Saved entries:
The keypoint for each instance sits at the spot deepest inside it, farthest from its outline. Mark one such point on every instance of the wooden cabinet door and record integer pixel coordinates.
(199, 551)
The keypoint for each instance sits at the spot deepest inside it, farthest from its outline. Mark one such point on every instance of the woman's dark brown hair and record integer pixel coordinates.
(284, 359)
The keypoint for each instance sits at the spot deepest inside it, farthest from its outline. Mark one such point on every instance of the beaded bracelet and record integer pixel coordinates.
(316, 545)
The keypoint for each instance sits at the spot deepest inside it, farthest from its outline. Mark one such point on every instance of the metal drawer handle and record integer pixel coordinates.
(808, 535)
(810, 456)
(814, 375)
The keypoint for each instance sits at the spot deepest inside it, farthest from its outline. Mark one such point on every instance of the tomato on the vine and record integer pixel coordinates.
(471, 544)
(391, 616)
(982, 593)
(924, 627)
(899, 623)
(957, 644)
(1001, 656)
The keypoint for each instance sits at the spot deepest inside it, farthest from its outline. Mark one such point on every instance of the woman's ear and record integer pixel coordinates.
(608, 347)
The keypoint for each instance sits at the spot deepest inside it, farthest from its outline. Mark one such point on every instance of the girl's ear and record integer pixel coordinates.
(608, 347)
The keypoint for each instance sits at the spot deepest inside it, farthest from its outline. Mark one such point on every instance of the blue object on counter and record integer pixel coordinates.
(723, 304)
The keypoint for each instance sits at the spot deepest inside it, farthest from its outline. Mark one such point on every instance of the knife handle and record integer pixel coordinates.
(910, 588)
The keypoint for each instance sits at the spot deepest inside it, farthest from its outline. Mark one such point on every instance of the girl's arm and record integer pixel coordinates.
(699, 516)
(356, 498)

Instructions to follow ▸
Copy all of the items above word for word, with every coordinate pair included.

Task output ▸
The keypoint for each instance sits at the spot deepest inside it, farthest from its outline. Mark one such point on every instance of the wooden cabinet door and record integer pixel coordinates.
(199, 551)
The keypoint for each instance sits at the spot deepest inside it, farthest from its outline. Mark one such point on every instance of the woman's dark brown hair and record integer pixel coordinates.
(284, 359)
The keypoint for each instance sits at the spot deepest inside it, farthest from its outline. Mark one such point on every instance of the beaded bracelet and record integer pixel coordinates.
(316, 545)
The keypoint for each instance sits at the spot deepest inside it, farthest from its outline. Mark one such point on every instance of the metal drawer handle and record integer pixel coordinates.
(808, 535)
(810, 456)
(814, 375)
The keypoint for each instance sits at the spot deepest inside it, farthest from its outline. Mark one such point on every instance of the tomato on the vine and record integer pixel coordinates.
(471, 544)
(391, 616)
(982, 593)
(924, 627)
(899, 623)
(957, 644)
(1001, 656)
The keypoint for each instance sits at the spot deepest inside it, farthest from its outline. Mark one such point on every instance of the woman's ear and record integer pixel coordinates.
(608, 347)
The keypoint for each instance sits at the spot deepest inside it, farthest from its outline. Mark one such point on every instance of the girl's ear and record integer pixel coordinates.
(608, 347)
The keypoint for each instance sits at the spot deepest inside it, farthest from its outline. Mark one such point on every instance of the blue object on counter and record integer pixel coordinates.
(723, 304)
The keypoint for each instance sits at the spot deepest inside it, farthest from its outline. Mark one such point on every instance of the knife handle and record integer pixel coordinates.
(910, 588)
The keypoint for each instance sits at the spot deepest inside it, farthest from its outline. Mark one such point on every instance of the girl's arm and record integer pixel coordinates.
(699, 516)
(356, 498)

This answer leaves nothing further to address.